== Job ==
Put the listing lines into a Markdown table with the columns Row and Line, starting with the line that contains "outline open mouth" and going on through the line that contains "152L37 154L34 157L34", leaving out blank lines. Number each row in the Row column and place that line's text in the Line column.

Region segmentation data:
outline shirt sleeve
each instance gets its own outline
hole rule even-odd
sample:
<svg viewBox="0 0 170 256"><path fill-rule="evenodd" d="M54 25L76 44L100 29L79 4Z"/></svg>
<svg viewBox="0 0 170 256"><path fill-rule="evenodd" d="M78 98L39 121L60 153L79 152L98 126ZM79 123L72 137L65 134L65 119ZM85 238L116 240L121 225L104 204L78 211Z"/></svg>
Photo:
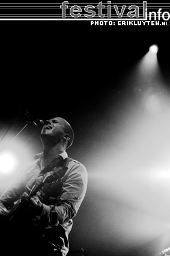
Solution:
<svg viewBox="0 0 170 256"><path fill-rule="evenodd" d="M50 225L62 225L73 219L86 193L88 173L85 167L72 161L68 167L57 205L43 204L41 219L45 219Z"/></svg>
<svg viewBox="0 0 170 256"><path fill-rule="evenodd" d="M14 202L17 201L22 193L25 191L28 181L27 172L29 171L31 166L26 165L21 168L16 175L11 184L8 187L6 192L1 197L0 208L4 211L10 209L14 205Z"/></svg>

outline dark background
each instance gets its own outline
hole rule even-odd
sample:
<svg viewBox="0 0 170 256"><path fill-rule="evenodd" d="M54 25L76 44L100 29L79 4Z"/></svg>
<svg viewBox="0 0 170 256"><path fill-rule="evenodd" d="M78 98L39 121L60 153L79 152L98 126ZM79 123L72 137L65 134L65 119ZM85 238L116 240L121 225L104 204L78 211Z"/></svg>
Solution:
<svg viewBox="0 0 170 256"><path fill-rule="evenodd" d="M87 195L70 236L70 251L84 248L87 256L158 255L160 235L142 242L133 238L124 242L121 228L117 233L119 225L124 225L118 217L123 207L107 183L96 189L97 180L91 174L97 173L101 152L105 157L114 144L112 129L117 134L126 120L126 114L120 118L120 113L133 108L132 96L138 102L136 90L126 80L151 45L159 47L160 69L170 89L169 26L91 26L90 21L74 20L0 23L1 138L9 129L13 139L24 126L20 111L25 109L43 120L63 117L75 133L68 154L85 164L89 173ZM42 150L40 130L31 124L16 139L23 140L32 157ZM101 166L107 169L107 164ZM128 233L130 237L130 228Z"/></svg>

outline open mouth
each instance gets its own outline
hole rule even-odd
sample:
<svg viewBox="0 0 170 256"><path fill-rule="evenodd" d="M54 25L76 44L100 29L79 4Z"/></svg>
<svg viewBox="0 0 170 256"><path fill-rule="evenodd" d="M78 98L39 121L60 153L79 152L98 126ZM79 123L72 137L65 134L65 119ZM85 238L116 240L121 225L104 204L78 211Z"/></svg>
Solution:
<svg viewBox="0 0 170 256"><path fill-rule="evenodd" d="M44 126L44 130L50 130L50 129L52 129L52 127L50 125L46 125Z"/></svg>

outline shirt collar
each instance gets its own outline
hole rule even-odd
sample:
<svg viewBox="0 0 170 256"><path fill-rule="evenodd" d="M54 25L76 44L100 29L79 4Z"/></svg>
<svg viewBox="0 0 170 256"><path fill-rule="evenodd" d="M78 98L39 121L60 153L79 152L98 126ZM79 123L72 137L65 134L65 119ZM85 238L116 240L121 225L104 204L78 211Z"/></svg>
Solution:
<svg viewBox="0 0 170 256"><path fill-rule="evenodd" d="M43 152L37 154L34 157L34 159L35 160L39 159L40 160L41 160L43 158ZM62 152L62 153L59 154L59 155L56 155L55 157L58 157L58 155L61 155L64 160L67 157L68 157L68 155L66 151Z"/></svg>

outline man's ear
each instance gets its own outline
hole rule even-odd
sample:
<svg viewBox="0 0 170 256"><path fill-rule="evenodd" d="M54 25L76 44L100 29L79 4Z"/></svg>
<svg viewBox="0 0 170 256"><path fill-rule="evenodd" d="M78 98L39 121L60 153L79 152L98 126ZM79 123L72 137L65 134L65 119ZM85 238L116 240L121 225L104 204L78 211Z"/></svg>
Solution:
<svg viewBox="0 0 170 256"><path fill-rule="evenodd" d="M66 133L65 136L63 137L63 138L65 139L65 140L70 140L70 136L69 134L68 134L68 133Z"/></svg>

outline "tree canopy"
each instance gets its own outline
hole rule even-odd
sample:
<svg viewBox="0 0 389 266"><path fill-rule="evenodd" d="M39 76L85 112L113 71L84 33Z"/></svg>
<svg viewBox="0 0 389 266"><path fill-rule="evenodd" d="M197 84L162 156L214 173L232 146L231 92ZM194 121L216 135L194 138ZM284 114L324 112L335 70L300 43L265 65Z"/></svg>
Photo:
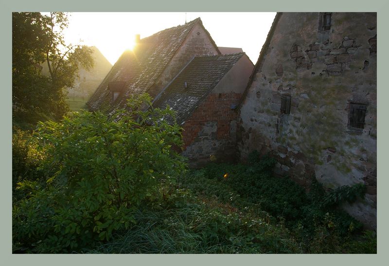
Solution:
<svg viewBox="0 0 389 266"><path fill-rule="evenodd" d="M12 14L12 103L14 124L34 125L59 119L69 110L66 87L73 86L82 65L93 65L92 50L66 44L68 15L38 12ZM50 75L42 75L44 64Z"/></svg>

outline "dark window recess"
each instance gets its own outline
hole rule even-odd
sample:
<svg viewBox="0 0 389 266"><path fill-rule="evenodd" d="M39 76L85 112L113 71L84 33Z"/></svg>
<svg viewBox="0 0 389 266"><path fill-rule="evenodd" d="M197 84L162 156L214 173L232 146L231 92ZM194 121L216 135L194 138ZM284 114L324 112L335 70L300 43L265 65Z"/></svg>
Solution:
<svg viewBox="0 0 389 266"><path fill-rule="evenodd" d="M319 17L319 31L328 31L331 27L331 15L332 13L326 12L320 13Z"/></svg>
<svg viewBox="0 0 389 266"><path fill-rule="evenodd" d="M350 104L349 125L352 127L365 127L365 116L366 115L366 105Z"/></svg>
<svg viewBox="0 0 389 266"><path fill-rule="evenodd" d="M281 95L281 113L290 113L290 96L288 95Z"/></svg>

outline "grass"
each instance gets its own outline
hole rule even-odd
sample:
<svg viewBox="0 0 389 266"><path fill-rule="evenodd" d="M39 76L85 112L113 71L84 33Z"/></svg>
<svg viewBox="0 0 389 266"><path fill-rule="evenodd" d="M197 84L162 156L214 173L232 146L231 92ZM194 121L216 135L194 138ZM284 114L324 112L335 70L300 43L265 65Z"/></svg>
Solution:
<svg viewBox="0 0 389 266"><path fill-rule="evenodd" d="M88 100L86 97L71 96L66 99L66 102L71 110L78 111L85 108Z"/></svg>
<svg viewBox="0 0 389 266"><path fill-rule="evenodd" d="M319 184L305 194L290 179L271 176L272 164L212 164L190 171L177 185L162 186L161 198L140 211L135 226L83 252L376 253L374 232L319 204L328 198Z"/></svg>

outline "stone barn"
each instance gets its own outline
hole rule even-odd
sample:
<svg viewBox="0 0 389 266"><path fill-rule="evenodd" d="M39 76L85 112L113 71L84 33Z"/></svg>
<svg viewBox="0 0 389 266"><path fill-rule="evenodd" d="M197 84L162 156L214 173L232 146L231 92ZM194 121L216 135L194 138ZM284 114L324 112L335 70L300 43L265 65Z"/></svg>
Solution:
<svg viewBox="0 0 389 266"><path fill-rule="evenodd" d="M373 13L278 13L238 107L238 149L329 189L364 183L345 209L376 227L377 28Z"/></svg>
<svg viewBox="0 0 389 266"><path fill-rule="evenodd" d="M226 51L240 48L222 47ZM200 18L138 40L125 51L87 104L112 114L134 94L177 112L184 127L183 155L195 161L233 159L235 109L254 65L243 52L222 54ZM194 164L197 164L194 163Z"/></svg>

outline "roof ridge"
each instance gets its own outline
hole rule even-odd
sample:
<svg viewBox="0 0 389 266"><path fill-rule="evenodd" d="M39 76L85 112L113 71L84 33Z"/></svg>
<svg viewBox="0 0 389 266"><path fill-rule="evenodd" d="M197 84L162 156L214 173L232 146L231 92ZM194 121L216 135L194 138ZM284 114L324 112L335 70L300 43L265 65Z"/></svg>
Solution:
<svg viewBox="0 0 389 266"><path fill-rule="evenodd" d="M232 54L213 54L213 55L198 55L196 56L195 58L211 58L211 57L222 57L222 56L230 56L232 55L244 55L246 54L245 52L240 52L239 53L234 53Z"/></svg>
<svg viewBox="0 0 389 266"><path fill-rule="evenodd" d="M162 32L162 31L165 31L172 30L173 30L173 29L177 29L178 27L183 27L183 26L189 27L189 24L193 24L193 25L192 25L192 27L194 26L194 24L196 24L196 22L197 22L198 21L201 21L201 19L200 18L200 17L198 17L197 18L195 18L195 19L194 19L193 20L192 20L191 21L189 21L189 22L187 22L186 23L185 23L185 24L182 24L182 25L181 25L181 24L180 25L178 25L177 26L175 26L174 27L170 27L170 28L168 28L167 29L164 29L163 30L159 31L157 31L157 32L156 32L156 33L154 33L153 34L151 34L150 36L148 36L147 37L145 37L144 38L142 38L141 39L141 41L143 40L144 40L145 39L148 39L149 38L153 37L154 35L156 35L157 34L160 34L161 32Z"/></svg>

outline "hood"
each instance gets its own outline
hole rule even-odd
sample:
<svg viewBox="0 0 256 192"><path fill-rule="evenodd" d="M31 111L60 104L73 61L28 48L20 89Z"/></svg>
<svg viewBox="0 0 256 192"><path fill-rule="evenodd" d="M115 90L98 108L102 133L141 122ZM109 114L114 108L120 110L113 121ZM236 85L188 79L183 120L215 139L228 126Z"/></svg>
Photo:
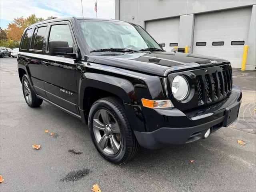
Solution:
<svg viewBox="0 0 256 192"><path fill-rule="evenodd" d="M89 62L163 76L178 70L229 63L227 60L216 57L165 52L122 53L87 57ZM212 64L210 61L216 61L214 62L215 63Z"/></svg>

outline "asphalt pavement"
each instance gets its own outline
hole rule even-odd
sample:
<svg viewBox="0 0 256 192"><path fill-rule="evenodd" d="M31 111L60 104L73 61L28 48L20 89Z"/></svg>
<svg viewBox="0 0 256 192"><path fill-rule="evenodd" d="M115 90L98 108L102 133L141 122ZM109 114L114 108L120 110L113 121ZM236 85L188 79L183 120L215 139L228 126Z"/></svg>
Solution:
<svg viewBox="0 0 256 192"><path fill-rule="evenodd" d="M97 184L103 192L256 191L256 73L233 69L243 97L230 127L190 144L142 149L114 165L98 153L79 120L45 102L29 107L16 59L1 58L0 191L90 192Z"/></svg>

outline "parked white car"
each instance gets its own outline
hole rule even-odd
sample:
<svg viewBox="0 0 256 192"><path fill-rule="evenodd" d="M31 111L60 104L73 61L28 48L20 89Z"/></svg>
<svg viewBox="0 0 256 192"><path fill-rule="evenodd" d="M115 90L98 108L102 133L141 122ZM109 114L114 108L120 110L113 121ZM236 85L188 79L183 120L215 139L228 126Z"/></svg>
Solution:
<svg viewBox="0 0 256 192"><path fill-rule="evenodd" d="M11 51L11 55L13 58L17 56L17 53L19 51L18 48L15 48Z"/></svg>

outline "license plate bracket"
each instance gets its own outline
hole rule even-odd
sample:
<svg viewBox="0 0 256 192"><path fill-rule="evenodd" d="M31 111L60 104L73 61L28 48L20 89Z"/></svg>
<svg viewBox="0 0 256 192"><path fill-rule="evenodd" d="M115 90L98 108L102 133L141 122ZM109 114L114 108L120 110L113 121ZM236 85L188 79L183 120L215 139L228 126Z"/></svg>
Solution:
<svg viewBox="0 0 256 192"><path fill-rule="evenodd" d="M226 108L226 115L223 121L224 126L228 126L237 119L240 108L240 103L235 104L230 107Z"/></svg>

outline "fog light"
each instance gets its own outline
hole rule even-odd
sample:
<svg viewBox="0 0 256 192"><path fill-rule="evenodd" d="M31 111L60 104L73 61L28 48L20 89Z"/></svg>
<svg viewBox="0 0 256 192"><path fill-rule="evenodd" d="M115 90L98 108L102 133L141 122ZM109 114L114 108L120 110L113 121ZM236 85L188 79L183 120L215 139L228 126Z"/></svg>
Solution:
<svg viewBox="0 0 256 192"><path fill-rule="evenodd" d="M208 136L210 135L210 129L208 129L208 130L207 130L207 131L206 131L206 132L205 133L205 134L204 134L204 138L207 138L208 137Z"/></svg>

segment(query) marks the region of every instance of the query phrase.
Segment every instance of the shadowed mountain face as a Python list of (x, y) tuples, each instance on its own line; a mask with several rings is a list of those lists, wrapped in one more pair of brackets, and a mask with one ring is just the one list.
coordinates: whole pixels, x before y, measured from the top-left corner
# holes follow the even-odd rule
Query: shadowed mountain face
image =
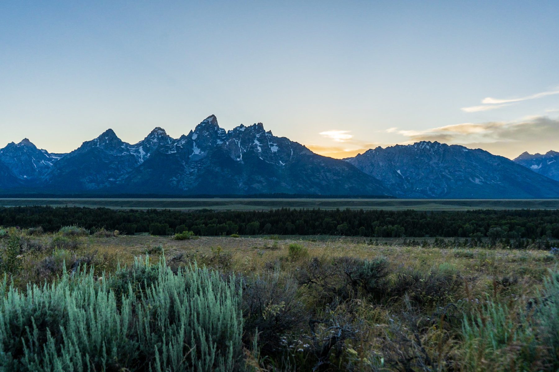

== Exercise solution ==
| Row | Line |
|---|---|
| 1 | outline open mouth |
| 2 | each instance gets its own outline |
| 3 | hole rule even-odd |
| 4 | sample: |
| 5 | <svg viewBox="0 0 170 256"><path fill-rule="evenodd" d="M54 25L76 44L100 29L79 4Z"/></svg> |
| 6 | <svg viewBox="0 0 170 256"><path fill-rule="evenodd" d="M78 98L39 121L60 153L79 152L98 126ZM79 123L72 137L65 134L65 119ZM85 238L116 240L121 225L104 204L78 211Z"/></svg> |
| 7 | Solution: |
| 8 | <svg viewBox="0 0 170 256"><path fill-rule="evenodd" d="M44 126L44 130L50 130L50 129L52 129L52 127L50 125L46 125Z"/></svg> |
| 9 | outline shirt collar |
| 10 | each instance gets its own outline |
| 11 | hole rule even-odd |
| 12 | sample: |
| 13 | <svg viewBox="0 0 170 256"><path fill-rule="evenodd" d="M54 25L76 44L100 29L79 4Z"/></svg> |
| 14 | <svg viewBox="0 0 170 256"><path fill-rule="evenodd" d="M78 98L39 121L60 153L79 152L98 126ZM79 123L72 137L65 134L65 119ZM85 238L116 240L121 225L104 204L78 211Z"/></svg> |
| 15 | Solution: |
| 16 | <svg viewBox="0 0 170 256"><path fill-rule="evenodd" d="M43 152L37 154L34 157L34 159L35 160L39 159L40 160L41 160L43 158ZM62 152L62 153L59 154L59 155L56 155L55 157L58 157L58 155L61 155L64 160L67 157L68 157L68 155L66 151Z"/></svg> |